• **Aim of the exercise**: Write out all of the entries below word for word, leaving the pictures out.

• **Dataset rows**:
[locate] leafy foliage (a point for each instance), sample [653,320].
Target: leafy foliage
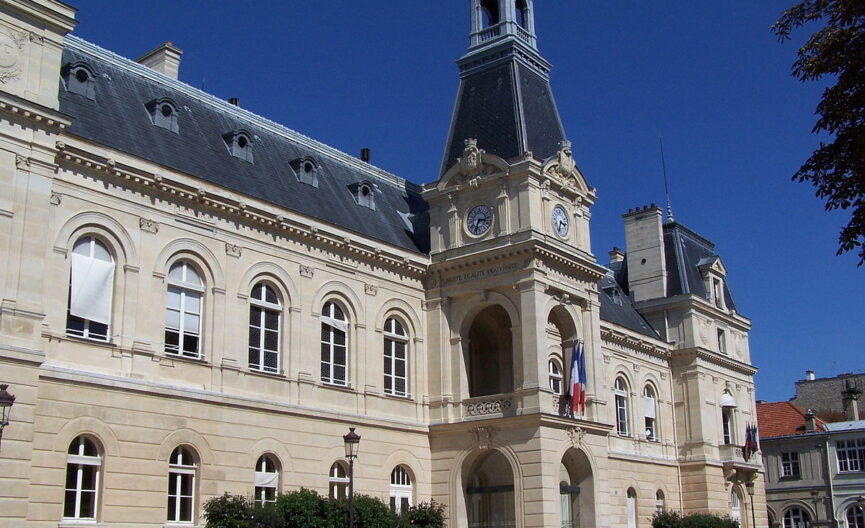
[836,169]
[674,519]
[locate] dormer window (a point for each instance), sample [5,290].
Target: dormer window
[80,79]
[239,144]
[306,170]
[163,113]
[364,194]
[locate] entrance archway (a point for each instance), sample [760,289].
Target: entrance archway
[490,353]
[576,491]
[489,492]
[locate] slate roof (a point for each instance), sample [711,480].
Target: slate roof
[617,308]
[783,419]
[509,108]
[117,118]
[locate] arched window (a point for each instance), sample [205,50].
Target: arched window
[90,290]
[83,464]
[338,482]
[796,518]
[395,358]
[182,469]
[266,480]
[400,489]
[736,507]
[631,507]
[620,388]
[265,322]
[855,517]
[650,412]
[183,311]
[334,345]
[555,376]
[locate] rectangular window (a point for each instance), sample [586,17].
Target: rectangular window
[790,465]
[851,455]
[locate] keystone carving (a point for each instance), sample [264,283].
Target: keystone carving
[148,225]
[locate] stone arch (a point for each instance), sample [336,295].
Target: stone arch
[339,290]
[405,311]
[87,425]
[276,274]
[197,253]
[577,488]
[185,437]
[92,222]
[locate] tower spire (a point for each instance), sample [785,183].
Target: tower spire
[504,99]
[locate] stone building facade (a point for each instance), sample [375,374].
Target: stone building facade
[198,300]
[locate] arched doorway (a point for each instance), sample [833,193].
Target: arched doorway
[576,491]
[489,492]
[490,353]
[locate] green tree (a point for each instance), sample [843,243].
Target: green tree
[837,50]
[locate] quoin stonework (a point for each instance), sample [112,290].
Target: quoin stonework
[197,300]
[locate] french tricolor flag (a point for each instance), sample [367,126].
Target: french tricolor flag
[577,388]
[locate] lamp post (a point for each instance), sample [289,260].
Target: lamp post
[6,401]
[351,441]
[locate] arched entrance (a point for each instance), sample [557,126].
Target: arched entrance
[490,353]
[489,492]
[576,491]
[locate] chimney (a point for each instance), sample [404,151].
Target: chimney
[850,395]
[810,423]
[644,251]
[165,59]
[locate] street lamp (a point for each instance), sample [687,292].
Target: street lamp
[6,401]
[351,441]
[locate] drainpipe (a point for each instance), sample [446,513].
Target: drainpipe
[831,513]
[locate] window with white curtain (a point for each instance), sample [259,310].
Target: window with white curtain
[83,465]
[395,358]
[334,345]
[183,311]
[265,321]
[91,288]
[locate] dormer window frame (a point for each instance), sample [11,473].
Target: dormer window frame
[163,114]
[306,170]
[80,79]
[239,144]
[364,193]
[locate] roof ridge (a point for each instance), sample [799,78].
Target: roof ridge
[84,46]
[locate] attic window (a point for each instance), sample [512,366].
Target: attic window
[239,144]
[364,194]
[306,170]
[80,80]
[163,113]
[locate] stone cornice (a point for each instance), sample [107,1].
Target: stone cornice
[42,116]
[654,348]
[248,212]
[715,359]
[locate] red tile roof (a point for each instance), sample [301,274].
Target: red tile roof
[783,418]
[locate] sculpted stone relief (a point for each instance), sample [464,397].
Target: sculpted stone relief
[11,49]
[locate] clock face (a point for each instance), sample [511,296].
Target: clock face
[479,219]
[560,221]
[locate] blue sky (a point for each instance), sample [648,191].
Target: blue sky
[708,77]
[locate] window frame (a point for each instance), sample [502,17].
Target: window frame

• **Reply**:
[locate] leafy foliage (a point for each instance), sample [653,320].
Target: leafy foliage
[836,169]
[674,519]
[locate] dormer window (a point for each instance), sample [5,290].
Target: dormer window
[80,79]
[239,144]
[306,170]
[163,113]
[364,194]
[locate] entrance archway (a point for each instance), sample [760,289].
Target: entrance archway
[490,353]
[576,491]
[489,492]
[locate] slate roof (a point for each instance), sample [711,480].
Target: slate roof
[617,308]
[783,419]
[509,108]
[117,118]
[locate] arched window (a point for each instance), sample [205,50].
Target: arched window
[90,290]
[83,464]
[338,482]
[796,518]
[395,358]
[182,469]
[266,480]
[400,489]
[736,507]
[631,507]
[620,388]
[265,322]
[855,517]
[650,412]
[183,311]
[334,345]
[555,376]
[locate] rectangular window (a point for each instance), sample [586,17].
Target: rectangular window
[790,465]
[851,455]
[locate] keystone carving (a point for each instance), sample [264,283].
Target: keystone carving
[148,225]
[locate] stone arch (a point for each instance), sample [336,295].
Target: stone arch
[339,290]
[405,311]
[87,425]
[276,274]
[197,253]
[577,488]
[185,437]
[92,222]
[locate] tower spire (a point for each instance), sample [785,183].
Target: tower spire
[504,99]
[locate] stone building facade (a point for each instance), sample [375,374].
Target: stone building facade
[198,300]
[locate] arched doorway (a point for each instance), sample [833,193].
Target: arched doorway
[576,491]
[489,492]
[490,353]
[locate] green tree (a point for each instance), sample [843,243].
Target: green tree
[837,50]
[locate] quoin stonework (a point for each instance), sample [112,290].
Target: quoin stonework
[197,300]
[locate] french tricolor flag (a point for each instance), sample [367,126].
Target: french tricolor flag
[577,388]
[locate] lamp post (a point for each instance), sample [289,260].
Target: lamp post
[6,401]
[351,441]
[locate] arched entrance (a point for each instance), sample [557,126].
Target: arched entrance
[490,353]
[489,492]
[576,491]
[locate] chimney (a point for each instance), sample [404,151].
Target: chimney
[850,395]
[810,423]
[644,251]
[165,59]
[locate] street lamp (a point for each instance), sample [687,292].
Target: street lamp
[6,401]
[351,441]
[locate] drainpipe (a point for each instance), sample [446,513].
Target: drainpipe
[831,513]
[locate] window with white curtain (a point for each instance), sample [259,310].
Target: window with white curtain
[83,465]
[395,358]
[334,345]
[183,311]
[265,321]
[91,288]
[locate] dormer window frame (a point for each instance), sample [11,473].
Target: dormer window frame
[163,114]
[306,170]
[80,79]
[239,144]
[364,193]
[locate] roof ridge (a point for each instance), sample [799,78].
Target: roof ridge
[84,46]
[locate] attic window (a point for each instance), sample [512,366].
Target: attic window
[239,144]
[364,194]
[306,170]
[80,80]
[163,113]
[locate] stone cornice (a point for each instance), sample [107,1].
Target: stone cornice
[42,116]
[654,348]
[248,212]
[715,359]
[locate] red tile roof (a point for each instance), sample [301,274].
Target: red tile roof
[783,418]
[locate] sculpted stone relief (a point for each instance), sample [464,397].
Target: sculpted stone relief
[11,49]
[locate] clock face (a point for each instance), sample [511,296].
Target: clock face
[479,219]
[560,221]
[locate] blue sky (a point for each instance), sample [648,191].
Target: blue sky
[708,77]
[locate] window frame (a point for each instance), sample [502,17].
Target: window frame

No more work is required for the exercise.